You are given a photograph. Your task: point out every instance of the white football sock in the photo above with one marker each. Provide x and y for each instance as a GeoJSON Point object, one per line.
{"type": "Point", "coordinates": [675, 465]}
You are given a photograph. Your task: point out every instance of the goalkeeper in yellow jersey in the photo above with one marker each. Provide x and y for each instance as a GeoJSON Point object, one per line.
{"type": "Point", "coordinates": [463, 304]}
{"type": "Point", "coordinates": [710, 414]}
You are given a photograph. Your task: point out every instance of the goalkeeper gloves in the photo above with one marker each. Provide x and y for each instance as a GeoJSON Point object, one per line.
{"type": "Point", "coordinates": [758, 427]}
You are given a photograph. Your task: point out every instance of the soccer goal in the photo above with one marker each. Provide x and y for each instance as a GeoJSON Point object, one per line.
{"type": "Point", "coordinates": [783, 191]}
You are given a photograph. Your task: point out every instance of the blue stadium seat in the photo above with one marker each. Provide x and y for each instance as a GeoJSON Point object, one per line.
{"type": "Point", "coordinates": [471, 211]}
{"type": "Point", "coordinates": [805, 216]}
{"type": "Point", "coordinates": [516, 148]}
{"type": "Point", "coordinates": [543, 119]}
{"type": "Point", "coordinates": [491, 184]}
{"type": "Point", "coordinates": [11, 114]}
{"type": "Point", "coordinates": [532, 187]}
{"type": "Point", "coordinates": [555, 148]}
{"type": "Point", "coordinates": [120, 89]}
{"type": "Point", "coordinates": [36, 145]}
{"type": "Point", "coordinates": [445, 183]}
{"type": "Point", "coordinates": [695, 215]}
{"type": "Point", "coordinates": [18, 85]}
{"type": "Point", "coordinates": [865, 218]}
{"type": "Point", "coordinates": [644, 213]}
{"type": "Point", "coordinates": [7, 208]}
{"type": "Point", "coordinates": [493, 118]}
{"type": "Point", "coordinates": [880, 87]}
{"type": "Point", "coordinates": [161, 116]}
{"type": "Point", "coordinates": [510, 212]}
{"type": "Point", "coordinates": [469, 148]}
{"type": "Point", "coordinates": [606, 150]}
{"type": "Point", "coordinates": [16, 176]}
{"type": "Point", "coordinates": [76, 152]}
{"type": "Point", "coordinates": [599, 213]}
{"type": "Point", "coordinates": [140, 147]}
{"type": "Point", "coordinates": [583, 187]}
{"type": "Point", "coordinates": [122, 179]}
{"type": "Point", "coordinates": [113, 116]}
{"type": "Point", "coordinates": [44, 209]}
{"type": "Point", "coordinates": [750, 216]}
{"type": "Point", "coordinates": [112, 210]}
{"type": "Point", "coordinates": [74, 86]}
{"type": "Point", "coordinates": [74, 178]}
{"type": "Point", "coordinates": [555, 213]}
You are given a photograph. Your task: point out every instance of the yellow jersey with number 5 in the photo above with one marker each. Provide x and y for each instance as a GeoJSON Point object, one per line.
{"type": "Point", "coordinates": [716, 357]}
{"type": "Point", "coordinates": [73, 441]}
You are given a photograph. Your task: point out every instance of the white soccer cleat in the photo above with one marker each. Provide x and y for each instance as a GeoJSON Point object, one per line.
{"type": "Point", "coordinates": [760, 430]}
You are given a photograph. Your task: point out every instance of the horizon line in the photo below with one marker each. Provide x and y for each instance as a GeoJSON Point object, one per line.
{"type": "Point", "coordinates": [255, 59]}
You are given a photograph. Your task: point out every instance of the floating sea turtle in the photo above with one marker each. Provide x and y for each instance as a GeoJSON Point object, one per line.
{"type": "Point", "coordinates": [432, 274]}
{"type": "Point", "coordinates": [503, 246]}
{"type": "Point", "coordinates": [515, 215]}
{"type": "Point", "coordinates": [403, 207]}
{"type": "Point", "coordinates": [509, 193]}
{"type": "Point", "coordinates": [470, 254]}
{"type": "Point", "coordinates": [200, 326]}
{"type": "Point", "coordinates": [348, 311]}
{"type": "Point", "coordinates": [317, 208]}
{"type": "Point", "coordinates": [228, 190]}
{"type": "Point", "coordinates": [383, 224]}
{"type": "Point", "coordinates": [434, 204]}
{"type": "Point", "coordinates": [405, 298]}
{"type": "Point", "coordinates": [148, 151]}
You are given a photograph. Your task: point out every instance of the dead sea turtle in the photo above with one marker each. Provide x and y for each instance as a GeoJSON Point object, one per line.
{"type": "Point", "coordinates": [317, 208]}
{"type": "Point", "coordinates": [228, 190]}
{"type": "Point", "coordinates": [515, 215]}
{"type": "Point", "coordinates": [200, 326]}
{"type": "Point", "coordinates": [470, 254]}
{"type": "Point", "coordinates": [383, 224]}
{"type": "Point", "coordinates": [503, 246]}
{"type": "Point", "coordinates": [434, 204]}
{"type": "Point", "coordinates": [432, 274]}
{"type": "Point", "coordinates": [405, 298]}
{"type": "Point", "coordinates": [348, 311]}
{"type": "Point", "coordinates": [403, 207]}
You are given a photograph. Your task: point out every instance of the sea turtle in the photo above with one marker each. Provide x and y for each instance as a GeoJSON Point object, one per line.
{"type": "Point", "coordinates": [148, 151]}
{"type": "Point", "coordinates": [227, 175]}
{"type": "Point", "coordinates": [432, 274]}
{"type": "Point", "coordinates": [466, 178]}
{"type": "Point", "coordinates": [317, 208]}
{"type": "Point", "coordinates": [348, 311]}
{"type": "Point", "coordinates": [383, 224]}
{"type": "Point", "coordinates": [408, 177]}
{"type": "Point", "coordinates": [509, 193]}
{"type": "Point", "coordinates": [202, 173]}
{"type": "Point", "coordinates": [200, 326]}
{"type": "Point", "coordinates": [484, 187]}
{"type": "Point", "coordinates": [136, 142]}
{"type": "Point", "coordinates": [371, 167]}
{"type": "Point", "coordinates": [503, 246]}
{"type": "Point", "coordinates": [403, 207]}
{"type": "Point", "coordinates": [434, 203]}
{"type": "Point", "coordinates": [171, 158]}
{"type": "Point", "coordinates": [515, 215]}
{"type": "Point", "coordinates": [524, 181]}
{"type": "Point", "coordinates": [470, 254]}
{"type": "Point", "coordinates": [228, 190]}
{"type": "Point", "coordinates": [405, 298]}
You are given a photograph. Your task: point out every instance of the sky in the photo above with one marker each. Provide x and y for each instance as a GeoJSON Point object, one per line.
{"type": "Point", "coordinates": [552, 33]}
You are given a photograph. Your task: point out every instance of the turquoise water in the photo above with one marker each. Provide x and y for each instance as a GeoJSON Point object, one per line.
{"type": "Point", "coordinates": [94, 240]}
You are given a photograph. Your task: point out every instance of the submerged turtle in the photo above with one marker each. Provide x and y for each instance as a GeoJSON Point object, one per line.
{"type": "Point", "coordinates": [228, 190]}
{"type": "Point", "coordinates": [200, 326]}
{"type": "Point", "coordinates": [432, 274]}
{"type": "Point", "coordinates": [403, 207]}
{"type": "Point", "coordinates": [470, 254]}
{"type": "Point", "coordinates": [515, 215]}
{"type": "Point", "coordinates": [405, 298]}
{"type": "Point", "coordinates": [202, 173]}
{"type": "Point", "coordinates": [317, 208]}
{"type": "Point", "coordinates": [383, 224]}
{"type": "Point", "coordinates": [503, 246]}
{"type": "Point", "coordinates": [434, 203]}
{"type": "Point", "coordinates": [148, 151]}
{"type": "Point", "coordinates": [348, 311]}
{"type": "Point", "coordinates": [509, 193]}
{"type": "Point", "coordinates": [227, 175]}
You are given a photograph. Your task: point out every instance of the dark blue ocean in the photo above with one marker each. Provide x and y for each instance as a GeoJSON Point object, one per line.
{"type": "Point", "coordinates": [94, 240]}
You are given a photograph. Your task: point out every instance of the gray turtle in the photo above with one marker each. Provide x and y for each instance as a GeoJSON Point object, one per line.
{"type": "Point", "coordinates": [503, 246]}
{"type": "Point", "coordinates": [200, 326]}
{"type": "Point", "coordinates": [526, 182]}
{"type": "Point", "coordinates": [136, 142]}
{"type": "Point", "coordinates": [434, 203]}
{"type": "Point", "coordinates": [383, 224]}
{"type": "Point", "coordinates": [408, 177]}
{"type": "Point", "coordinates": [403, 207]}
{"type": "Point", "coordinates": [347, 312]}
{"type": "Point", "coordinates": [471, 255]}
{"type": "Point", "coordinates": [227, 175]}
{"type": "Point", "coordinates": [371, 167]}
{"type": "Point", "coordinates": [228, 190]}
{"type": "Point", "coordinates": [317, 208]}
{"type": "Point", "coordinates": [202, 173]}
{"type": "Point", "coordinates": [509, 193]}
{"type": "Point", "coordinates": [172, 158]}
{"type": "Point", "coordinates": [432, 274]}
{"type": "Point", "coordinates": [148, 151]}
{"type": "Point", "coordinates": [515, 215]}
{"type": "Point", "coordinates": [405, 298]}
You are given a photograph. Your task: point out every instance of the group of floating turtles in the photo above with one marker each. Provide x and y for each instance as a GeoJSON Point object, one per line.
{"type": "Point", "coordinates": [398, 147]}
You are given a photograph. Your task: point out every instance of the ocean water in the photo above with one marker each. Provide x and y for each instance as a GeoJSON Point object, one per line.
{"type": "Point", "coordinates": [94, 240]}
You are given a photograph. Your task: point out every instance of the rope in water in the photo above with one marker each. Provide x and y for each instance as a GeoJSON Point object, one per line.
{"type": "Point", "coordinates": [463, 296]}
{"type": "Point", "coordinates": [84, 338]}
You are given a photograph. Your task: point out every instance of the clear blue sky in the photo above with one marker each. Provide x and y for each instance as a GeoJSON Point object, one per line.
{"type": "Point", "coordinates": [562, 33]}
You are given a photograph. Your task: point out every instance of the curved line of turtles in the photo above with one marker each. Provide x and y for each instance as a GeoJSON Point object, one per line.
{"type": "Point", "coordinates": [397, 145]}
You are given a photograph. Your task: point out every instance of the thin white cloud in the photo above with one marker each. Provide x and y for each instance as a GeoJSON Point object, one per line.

──────────────────────────────

| REQUIRED WORK |
Output exactly the lines from the one holding "of the curved" to the end of the material above, with both ends included.

| OUTPUT OF THE TASK |
You are given a photograph. Your task: point out every instance of the curved line of turtles in the photo above with one marker each. Provide x and y for each instance as a GeoJSON Point object, one per line.
{"type": "Point", "coordinates": [397, 145]}
You are given a photograph. Your task: point out every instance of the thin white cloud in the photo above with one marker each. Provide x and y for each instance as a GeoJSON Point object, one per line.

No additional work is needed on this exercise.